[Instructions for the task] Show each line below that contains the string "blue". Match case.
>> Begin Material provided
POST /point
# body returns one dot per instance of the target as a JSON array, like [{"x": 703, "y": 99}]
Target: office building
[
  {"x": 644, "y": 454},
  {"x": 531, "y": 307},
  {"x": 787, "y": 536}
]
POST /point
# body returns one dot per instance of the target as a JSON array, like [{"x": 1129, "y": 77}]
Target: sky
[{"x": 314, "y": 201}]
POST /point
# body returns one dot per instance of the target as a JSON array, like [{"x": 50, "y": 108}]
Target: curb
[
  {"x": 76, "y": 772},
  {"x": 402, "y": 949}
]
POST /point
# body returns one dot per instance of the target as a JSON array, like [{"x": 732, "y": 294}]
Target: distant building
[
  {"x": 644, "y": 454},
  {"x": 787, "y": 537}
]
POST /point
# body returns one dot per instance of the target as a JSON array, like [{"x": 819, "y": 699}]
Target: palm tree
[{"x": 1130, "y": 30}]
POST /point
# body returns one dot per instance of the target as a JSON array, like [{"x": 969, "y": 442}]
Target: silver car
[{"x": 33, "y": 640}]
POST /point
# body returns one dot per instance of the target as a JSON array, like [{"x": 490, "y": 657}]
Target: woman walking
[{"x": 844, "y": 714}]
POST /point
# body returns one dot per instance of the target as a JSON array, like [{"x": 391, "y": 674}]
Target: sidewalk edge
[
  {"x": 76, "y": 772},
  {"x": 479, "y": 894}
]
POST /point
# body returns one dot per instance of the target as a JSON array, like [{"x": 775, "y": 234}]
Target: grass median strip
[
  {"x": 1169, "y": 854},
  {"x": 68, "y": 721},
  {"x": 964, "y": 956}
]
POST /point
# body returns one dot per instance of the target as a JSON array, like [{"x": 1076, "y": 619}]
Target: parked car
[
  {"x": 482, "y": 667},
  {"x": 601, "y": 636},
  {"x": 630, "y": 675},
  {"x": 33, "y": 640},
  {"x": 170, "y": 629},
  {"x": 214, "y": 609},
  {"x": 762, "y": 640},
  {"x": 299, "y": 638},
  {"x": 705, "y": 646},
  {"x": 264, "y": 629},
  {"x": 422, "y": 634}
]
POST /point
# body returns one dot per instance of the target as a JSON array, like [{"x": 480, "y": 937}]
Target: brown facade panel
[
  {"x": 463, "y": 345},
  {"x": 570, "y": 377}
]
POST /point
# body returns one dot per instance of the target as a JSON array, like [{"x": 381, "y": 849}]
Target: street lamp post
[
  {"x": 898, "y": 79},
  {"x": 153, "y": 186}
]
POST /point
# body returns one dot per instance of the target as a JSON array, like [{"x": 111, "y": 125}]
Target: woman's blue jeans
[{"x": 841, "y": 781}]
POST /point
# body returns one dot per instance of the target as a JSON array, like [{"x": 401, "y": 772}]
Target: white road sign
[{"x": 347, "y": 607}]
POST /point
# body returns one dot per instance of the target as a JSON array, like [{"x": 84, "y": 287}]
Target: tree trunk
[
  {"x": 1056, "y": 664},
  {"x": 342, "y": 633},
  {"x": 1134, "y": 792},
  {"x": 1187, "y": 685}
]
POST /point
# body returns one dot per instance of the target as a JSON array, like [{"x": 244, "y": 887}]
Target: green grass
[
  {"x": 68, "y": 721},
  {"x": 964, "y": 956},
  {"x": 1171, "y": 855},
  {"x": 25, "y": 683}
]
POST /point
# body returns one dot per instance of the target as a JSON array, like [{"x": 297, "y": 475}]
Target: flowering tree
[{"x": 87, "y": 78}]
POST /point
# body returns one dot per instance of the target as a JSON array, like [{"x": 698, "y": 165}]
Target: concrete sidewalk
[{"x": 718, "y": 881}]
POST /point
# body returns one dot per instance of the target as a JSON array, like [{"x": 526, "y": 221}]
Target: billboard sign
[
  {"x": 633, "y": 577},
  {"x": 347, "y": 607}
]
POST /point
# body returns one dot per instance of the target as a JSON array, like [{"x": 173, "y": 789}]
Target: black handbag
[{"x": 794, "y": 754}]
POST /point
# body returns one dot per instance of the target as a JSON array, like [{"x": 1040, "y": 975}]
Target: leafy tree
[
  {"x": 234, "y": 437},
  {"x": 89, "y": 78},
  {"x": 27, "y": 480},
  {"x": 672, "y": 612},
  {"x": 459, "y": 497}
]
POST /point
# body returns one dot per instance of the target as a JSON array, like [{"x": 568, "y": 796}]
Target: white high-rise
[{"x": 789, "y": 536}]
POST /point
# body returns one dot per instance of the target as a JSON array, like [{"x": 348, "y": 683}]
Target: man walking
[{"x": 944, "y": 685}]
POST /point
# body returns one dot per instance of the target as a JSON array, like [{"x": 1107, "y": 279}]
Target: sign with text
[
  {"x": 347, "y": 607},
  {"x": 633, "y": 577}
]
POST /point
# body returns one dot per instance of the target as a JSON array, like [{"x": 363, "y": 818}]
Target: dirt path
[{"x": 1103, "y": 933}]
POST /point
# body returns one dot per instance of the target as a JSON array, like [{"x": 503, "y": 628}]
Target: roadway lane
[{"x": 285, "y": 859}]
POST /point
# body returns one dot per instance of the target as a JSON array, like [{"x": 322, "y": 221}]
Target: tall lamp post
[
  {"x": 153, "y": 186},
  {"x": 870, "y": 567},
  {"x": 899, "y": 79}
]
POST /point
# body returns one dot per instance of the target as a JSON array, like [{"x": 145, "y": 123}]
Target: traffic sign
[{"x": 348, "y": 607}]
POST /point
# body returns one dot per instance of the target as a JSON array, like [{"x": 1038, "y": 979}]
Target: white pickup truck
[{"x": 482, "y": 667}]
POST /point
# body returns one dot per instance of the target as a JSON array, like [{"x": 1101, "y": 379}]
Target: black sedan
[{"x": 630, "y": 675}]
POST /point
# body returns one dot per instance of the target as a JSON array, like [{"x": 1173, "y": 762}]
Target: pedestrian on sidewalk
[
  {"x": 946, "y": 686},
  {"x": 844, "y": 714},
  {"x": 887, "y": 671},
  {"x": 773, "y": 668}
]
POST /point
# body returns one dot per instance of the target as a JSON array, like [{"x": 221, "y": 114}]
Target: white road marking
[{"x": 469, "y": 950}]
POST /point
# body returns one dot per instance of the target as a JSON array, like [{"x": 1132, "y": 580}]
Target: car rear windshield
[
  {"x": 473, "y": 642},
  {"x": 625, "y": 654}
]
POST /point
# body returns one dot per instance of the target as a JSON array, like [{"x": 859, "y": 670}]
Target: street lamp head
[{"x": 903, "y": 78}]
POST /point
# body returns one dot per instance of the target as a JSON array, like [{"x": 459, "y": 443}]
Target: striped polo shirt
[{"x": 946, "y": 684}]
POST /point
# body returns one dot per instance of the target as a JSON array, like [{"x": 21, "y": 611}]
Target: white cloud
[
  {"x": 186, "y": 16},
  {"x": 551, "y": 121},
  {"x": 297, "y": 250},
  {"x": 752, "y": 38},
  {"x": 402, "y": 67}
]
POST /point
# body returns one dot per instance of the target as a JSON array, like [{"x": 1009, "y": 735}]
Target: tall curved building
>> End Material provided
>> Begin Material provided
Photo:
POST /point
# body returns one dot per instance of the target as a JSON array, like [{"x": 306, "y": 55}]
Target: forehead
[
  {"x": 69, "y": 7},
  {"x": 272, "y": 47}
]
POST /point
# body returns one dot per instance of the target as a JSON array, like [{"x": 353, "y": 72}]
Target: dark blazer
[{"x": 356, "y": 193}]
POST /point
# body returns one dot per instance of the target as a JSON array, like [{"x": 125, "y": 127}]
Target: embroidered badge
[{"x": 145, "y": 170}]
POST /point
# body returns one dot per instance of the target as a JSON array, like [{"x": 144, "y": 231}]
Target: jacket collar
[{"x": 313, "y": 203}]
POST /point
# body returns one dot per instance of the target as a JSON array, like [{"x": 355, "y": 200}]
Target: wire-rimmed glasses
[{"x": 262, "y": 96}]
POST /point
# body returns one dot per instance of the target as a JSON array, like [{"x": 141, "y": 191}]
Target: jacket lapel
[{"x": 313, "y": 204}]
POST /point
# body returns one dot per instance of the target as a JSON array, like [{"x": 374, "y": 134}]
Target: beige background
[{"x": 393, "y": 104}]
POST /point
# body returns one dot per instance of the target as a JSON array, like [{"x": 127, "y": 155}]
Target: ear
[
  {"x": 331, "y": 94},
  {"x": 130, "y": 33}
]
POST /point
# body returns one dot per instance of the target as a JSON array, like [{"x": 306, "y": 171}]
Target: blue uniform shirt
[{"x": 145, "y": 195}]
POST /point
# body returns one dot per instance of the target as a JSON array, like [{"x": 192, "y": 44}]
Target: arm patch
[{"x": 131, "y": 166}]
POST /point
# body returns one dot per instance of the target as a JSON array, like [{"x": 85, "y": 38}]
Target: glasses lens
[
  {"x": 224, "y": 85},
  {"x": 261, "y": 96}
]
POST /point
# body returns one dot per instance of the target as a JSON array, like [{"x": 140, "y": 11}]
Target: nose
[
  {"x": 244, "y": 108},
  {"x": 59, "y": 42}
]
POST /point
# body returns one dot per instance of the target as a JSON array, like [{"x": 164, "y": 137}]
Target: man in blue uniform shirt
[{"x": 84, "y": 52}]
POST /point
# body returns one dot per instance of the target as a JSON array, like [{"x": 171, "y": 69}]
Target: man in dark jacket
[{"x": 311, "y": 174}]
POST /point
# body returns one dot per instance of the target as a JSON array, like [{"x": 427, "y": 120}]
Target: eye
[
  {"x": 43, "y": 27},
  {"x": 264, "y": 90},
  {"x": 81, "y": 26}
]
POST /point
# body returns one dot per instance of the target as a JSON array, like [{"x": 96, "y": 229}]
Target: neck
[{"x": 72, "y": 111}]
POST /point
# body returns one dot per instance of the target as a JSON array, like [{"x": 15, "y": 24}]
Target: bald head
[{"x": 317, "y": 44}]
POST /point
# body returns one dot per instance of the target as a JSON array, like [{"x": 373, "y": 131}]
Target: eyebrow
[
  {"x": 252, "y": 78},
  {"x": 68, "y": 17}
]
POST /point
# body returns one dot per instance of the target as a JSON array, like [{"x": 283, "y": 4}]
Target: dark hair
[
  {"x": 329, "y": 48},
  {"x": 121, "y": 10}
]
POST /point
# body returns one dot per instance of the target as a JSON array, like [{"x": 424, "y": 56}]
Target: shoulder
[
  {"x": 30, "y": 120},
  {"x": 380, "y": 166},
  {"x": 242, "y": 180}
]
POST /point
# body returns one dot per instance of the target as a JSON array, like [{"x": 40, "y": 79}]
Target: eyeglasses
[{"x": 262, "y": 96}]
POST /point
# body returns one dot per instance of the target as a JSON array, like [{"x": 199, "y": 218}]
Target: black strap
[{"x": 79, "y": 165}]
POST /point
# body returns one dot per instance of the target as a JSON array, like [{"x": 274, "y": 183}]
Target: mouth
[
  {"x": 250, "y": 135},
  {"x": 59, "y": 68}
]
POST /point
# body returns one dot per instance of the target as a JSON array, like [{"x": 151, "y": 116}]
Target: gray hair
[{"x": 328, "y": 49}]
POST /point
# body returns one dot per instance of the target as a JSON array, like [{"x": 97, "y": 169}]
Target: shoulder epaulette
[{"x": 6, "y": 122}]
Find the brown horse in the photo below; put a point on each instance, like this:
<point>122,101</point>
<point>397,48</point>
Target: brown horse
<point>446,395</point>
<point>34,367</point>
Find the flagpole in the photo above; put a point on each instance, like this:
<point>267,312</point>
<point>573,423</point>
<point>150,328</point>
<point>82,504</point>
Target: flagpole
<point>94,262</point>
>> End Material provided
[Expected answer]
Target: woman's blue jeans
Target: blue uniform shirt
Target: man in blue uniform shirt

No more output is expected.